BEGIN Given information

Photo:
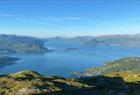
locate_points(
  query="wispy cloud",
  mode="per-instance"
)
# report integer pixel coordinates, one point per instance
(61, 19)
(6, 15)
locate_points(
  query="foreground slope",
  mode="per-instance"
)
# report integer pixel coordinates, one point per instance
(32, 83)
(131, 64)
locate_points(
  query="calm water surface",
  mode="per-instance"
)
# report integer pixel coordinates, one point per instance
(62, 62)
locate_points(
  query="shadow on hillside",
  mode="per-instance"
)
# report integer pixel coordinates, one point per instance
(99, 85)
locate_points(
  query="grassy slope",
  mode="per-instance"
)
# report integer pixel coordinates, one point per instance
(131, 64)
(32, 83)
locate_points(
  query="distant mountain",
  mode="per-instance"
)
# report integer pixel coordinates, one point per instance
(6, 60)
(121, 40)
(20, 44)
(131, 64)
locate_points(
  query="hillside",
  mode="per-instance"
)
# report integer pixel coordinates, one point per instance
(131, 64)
(20, 44)
(32, 83)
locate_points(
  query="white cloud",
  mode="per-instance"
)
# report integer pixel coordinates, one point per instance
(6, 15)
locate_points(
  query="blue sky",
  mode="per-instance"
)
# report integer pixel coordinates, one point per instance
(46, 18)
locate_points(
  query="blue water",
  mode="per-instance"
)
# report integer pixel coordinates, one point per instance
(62, 62)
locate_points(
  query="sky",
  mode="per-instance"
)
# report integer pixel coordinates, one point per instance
(67, 18)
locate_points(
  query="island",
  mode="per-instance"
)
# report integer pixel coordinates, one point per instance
(20, 44)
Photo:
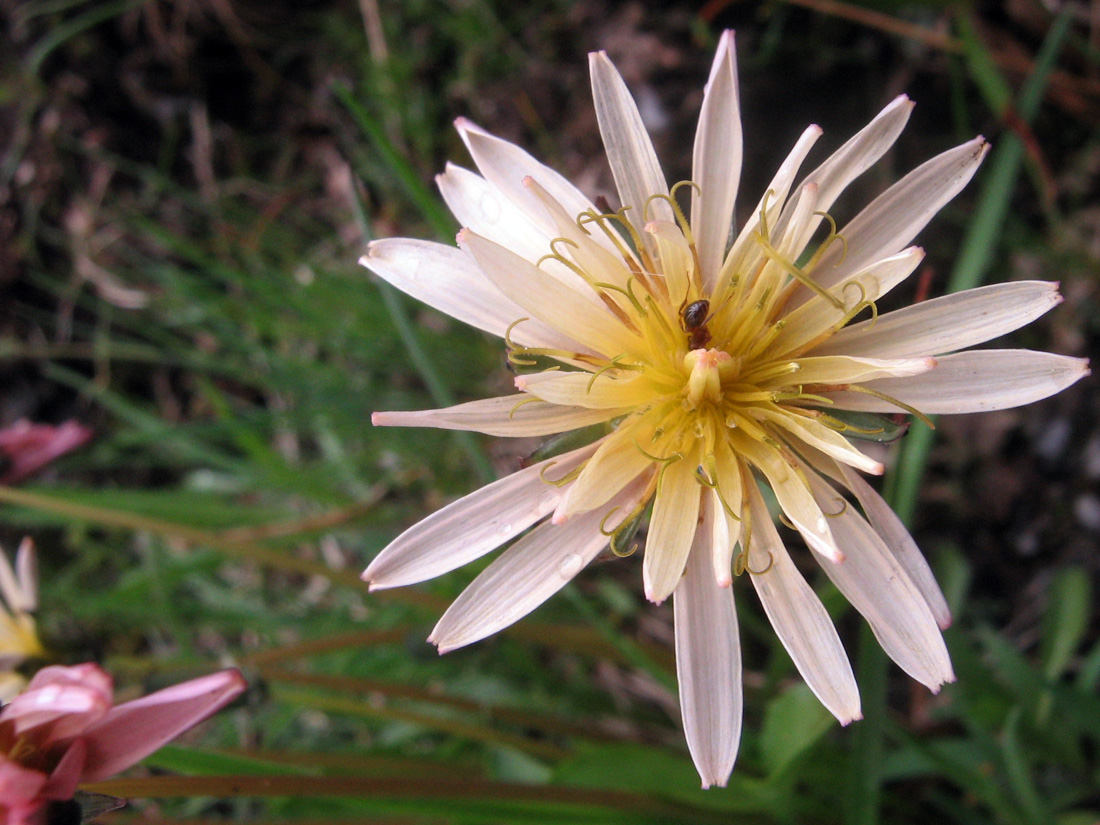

END Given information

From the listing above, return each line in which the string "hillside" appears.

## Problem solution
  query="shadow on hillside",
  query="hillside",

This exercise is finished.